* _Set task_: Reproduce every line of the material below word for word, in the same order.
### Data provided ###
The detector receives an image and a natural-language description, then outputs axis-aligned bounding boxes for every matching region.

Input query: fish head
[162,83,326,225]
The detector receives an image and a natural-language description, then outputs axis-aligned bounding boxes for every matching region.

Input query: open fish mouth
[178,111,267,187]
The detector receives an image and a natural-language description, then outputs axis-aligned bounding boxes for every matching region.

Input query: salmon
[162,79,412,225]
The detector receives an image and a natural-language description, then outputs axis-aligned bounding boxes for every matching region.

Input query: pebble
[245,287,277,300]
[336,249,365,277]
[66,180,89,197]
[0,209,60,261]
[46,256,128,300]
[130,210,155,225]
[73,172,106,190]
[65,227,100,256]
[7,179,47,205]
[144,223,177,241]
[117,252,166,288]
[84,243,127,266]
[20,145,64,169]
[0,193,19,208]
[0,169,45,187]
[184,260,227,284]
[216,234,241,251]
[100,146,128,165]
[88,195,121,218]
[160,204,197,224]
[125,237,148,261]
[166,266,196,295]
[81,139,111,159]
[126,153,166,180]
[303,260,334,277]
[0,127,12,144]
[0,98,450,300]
###
* _Complete response_:
The detector receives an image and a natural-language description, then outputs axis-aligned bounding boxes for every matching region.

Input query: fish head
[162,83,326,225]
The detector receives an image and a natural-language description, then outputs axis-aligned bounding boxes for every matching region.

Input query: open fish mouth
[178,111,267,187]
The detector receives an image and a natural-language description, then outputs axis-aligned bounding boxes for every matching region.

Input query: salmon
[162,79,412,225]
The detector receives an image and a natural-language description, then outputs axis-aligned bounding boxes for every matching region.

Input query: pebble
[245,287,277,300]
[336,249,365,277]
[66,180,89,197]
[0,209,60,261]
[46,256,128,300]
[130,210,155,225]
[73,172,106,190]
[65,227,100,256]
[7,179,47,205]
[144,223,177,241]
[117,252,166,288]
[84,243,127,266]
[20,145,64,169]
[0,193,19,208]
[0,169,45,187]
[184,260,227,284]
[216,234,241,251]
[100,146,128,165]
[88,195,121,218]
[160,204,197,224]
[125,237,148,261]
[166,266,196,295]
[81,139,111,159]
[126,153,166,180]
[303,260,334,277]
[0,127,12,144]
[0,98,450,300]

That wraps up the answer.